Data supplied:
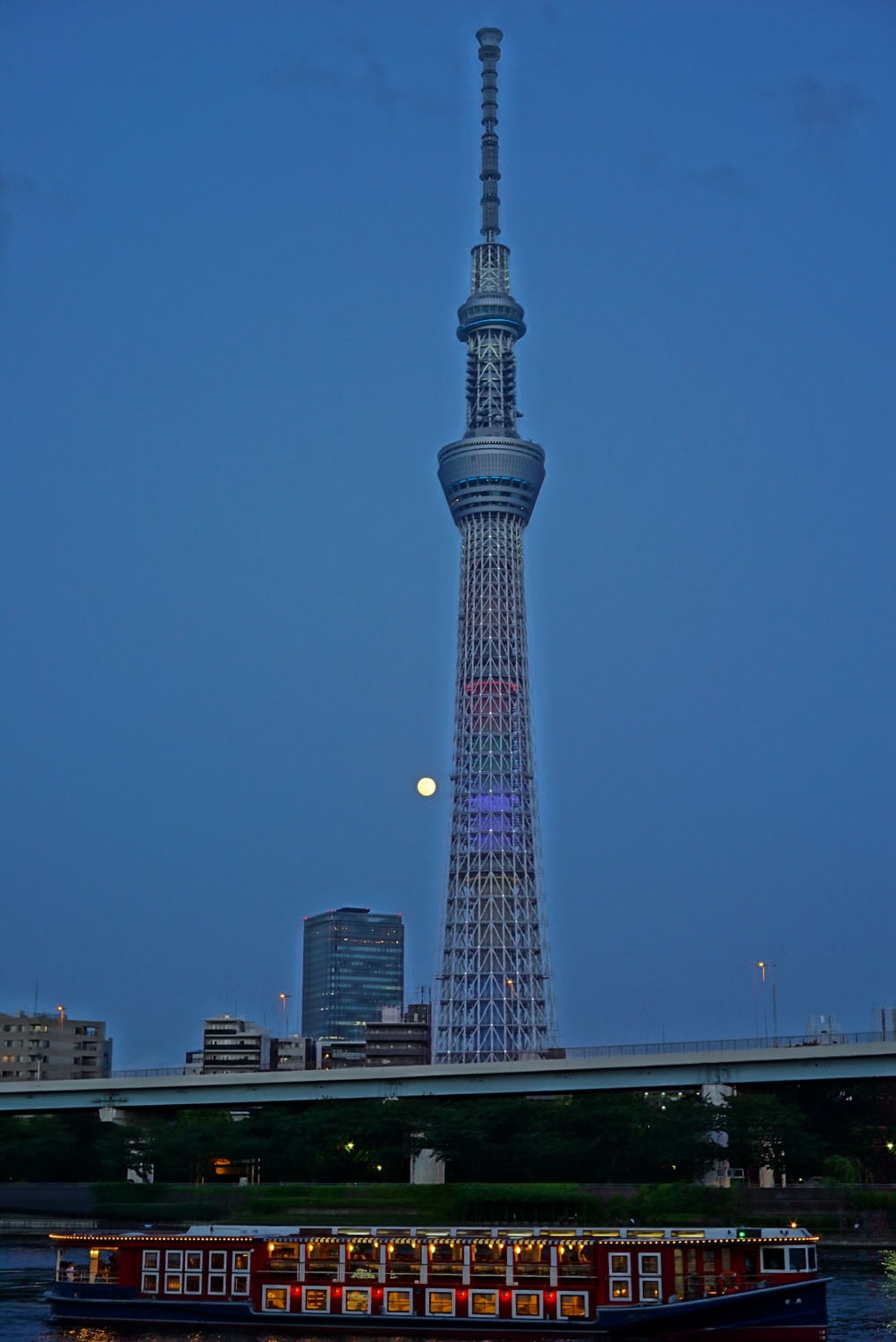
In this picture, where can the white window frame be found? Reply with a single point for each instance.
(562, 1295)
(539, 1299)
(475, 1290)
(305, 1296)
(649, 1277)
(774, 1248)
(440, 1314)
(399, 1290)
(274, 1309)
(351, 1288)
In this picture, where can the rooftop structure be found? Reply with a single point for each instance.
(53, 1047)
(494, 998)
(351, 968)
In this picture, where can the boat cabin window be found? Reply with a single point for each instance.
(275, 1298)
(440, 1302)
(483, 1302)
(528, 1304)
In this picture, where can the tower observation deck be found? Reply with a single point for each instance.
(494, 998)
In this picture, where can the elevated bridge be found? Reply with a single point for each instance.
(652, 1067)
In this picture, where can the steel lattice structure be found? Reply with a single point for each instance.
(495, 998)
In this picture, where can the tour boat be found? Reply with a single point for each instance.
(742, 1283)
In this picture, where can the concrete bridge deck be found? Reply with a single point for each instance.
(671, 1067)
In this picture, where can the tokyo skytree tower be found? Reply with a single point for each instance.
(494, 998)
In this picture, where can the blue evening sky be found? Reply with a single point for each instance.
(235, 234)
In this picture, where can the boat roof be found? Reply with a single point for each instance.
(477, 1234)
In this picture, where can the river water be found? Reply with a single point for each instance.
(861, 1301)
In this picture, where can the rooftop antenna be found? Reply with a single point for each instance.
(490, 55)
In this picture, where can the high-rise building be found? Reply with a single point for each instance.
(353, 965)
(53, 1047)
(494, 998)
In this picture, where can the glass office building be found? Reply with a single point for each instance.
(351, 966)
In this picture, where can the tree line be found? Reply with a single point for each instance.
(847, 1132)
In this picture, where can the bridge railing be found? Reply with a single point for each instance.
(694, 1046)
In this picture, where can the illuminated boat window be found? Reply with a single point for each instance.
(528, 1304)
(483, 1302)
(440, 1302)
(571, 1304)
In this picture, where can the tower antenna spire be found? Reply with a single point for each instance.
(490, 55)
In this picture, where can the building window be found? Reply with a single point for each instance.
(528, 1304)
(483, 1302)
(440, 1302)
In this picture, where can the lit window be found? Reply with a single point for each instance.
(483, 1302)
(442, 1302)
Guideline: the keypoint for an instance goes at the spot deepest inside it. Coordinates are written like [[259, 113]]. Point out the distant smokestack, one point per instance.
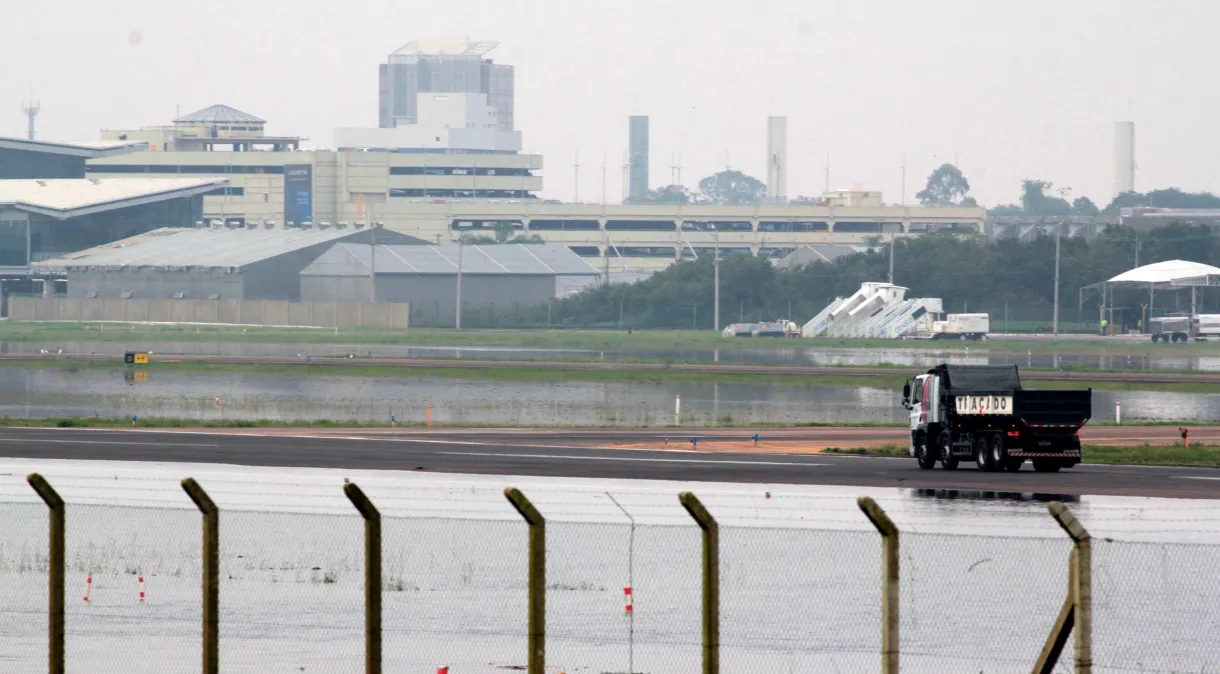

Stated exercise: Copy every line of the entries above that contains the word "structure", matching case exactly.

Correct output:
In this picture, where can the rooftop structure be found? Reply with a single point for each instance.
In this picture, where can the steel lattice structure be found? Reply with a single point for each instance.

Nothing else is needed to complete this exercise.